* PROVIDED TEXT
In today’s digital world, security management is a wide-ranging topic that embraces many activities related to controlling and protecting access to system and network resources.
Nowadays, office networks are primarily concerned with data security, while the major concern for industrial automation networks is uptime. Industrial control systems (ICS) security was considerably simpler before the web. Organisations were predominantly concerned with physically protecting their systems behind gates. But once the Internet appeared, the threat of connectivity-enabled attacks –with no physical access needed− became increasingly possible.
Companies are accordingly dedicating resources to protecting their ICS assets against intentional or accidental security threats. Defending these systems is now part of the industrial safety programs. The ICS networks and data acquisition systems (SCADA) that run today’s modern society are a collection of devices designed to work together as a unified and homogenous system.
In particular, the integration of automation, communications and networking in industrial environments is today an integral part of what it is called the Internet of Things (IoT). The information technology (IT) includes any use of computers, storage, networking devices and other physical devices, infrastructure and processes to create, process, store, secure and exchange all forms of electronic data. And operational technology (OT), traditionally associated with manufacturing and industrial environments, includes ICS such as supervisory control and data acquisition systems.

* DATASET EXCERPTS

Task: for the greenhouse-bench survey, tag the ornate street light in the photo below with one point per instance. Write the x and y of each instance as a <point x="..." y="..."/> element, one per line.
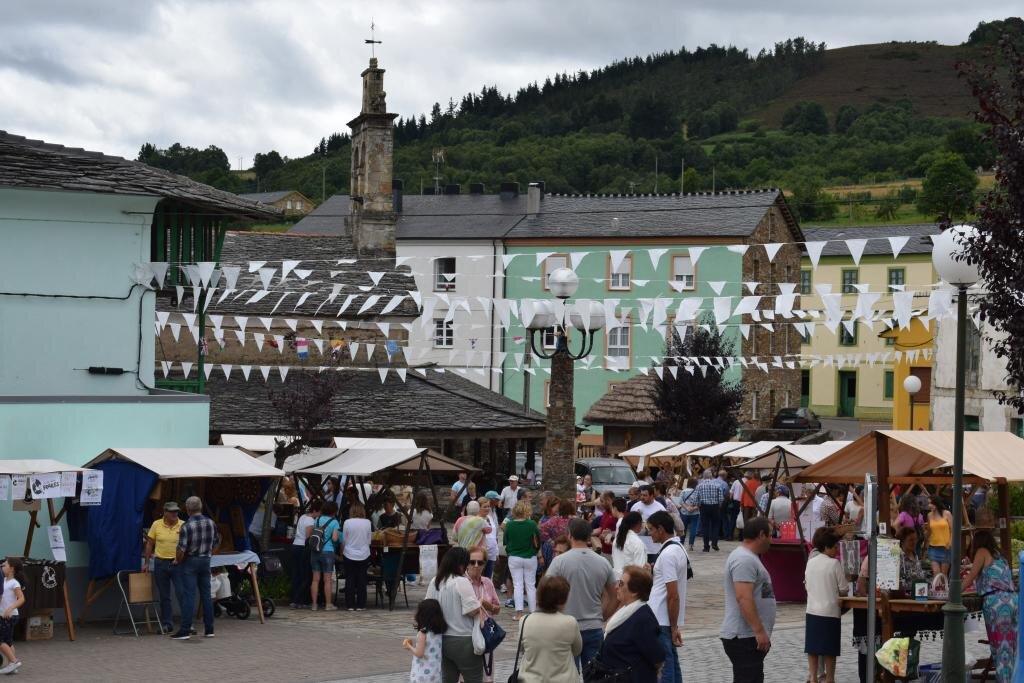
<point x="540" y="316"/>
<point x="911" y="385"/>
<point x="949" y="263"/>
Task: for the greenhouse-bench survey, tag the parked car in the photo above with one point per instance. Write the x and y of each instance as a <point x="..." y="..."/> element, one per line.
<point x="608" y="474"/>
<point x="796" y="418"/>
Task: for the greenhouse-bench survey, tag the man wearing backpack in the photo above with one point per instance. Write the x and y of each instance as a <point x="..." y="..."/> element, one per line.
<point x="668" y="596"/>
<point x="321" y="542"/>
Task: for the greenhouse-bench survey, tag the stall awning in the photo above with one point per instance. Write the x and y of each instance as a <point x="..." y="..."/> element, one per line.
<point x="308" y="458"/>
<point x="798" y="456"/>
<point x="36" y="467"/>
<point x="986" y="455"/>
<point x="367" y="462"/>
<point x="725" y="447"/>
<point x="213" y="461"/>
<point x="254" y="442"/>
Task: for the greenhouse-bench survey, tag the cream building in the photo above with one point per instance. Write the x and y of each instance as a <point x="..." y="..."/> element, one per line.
==
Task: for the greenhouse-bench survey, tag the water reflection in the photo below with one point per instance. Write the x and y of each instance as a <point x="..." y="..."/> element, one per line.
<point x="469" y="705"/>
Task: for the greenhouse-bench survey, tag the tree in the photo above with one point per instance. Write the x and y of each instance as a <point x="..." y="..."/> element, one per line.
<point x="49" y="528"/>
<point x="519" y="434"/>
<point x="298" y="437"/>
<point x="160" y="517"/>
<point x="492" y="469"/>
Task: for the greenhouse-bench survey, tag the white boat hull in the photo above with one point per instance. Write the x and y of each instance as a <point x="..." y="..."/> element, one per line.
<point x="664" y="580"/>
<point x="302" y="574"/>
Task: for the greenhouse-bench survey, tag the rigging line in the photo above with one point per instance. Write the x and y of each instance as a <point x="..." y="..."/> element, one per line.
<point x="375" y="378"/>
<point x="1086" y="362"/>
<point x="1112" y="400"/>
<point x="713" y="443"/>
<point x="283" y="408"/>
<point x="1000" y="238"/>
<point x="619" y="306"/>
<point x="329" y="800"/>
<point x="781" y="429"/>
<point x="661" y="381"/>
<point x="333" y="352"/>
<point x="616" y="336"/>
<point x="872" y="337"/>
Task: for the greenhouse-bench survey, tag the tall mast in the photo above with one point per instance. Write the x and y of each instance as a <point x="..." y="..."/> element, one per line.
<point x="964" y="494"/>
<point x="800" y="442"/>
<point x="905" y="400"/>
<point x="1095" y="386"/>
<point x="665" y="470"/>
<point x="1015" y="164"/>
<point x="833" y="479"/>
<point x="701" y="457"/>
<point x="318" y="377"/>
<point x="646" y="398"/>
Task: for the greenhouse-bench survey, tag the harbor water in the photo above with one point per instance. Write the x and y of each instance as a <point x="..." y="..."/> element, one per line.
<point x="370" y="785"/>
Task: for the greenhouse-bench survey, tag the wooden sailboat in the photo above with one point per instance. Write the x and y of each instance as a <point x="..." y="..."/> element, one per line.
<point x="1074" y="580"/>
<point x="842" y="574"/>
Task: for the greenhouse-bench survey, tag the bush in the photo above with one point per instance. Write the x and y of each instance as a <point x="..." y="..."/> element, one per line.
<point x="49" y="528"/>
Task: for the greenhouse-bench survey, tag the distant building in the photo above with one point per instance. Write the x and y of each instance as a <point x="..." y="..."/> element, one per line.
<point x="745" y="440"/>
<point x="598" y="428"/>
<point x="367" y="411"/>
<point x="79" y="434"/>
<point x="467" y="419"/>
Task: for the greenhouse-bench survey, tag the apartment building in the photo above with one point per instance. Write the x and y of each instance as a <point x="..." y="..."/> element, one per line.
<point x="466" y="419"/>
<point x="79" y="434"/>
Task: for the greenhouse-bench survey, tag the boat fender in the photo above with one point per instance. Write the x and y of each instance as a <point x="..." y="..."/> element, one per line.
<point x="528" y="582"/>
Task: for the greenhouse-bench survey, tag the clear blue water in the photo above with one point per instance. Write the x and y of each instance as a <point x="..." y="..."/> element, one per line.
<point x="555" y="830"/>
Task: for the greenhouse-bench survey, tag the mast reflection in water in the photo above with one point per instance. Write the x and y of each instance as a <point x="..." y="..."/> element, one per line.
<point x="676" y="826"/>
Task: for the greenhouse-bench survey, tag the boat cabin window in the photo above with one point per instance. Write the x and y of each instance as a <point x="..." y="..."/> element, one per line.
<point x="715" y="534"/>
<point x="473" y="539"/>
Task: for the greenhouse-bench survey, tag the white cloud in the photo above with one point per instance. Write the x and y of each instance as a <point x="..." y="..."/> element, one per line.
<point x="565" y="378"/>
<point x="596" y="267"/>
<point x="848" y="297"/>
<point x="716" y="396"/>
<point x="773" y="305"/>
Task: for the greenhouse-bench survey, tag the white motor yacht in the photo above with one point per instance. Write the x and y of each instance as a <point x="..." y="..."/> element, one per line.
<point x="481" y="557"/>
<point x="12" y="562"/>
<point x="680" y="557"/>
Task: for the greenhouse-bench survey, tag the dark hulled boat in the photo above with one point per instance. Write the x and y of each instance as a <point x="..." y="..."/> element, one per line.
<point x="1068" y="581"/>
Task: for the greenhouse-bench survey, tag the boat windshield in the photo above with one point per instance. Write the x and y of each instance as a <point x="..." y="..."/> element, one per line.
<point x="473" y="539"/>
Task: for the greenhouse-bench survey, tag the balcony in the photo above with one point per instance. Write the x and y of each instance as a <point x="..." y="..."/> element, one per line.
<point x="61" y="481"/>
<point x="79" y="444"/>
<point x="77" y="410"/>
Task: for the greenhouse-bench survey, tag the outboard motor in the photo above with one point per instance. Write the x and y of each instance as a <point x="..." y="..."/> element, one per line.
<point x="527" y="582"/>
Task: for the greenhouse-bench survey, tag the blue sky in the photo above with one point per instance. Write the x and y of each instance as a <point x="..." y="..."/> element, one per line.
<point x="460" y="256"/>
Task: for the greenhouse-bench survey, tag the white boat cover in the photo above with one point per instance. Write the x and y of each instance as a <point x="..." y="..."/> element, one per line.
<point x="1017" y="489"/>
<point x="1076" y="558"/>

* SHORT TASK 1
According to the passage on industrial control systems security, what is the major concern for industrial automation networks?
* SHORT TASK 2
Pick out every line of the listing that contains the word "motor".

* FULL RESPONSE 1
Uptime.

* FULL RESPONSE 2
Task: for the greenhouse-bench survey, tag the white motor yacht in the photo above with one point per instance. Write the x and y of each instance as a <point x="..." y="..."/> element, one per line.
Task: for the greenhouse-bench survey, tag the outboard motor in the photo above with one point per instance. Write the x and y of each instance as a <point x="..." y="..."/> element, one per line.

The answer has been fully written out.